Aim of the exercise = Would you please copy every line below that includes the string "window"?

Supplied material =
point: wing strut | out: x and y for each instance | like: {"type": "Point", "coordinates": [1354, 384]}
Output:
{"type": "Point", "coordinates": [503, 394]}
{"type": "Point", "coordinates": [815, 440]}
--
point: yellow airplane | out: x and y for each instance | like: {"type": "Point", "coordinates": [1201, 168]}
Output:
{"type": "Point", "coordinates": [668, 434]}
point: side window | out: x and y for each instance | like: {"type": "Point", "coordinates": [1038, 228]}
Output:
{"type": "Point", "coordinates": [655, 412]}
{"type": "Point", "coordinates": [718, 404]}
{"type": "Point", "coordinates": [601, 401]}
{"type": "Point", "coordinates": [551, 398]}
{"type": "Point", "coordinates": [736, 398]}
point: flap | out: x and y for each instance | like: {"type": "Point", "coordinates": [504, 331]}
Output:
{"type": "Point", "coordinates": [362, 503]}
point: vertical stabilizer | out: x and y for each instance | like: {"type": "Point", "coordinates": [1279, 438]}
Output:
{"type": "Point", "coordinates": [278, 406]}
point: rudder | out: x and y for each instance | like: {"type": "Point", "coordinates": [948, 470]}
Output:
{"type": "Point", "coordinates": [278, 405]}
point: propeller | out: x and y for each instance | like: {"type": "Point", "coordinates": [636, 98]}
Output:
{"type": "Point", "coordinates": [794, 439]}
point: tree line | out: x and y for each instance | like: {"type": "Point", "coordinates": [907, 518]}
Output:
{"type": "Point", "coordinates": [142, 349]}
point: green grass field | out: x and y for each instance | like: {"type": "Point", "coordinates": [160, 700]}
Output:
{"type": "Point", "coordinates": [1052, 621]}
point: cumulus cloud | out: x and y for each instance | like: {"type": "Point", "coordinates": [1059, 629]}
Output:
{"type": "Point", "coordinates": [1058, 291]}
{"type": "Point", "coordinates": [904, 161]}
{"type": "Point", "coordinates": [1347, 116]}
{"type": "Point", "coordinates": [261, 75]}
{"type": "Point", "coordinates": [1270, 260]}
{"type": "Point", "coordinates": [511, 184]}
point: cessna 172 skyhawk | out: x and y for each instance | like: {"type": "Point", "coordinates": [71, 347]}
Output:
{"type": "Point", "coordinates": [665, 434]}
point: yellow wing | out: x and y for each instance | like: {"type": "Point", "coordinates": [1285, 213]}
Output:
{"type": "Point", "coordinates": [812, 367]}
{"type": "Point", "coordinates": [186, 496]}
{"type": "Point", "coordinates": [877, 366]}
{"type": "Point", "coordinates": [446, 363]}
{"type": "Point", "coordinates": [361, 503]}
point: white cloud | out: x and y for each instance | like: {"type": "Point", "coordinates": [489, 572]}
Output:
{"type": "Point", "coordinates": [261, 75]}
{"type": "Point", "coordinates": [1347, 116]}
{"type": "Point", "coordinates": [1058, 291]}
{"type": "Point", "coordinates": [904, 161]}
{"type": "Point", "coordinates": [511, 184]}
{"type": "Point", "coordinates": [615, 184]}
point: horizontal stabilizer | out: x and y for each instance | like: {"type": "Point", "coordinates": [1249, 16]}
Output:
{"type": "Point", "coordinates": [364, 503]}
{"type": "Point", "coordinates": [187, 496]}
--
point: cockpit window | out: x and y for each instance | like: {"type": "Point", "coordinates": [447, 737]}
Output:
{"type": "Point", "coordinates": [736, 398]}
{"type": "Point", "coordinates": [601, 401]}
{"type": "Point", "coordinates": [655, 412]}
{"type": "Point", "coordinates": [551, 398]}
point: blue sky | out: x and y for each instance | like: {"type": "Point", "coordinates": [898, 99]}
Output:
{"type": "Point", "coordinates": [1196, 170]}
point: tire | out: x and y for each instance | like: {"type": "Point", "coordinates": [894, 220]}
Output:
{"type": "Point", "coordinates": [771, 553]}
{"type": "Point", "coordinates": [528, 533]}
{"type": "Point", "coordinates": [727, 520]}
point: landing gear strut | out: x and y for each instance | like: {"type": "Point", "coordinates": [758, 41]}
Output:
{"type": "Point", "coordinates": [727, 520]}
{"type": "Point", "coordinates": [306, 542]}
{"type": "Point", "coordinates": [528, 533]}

Exercise solution =
point: side window | out: x and y for each instance | like: {"type": "Point", "coordinates": [1038, 228]}
point: cockpit window | out: x and y for each instance | like: {"type": "Point", "coordinates": [447, 737]}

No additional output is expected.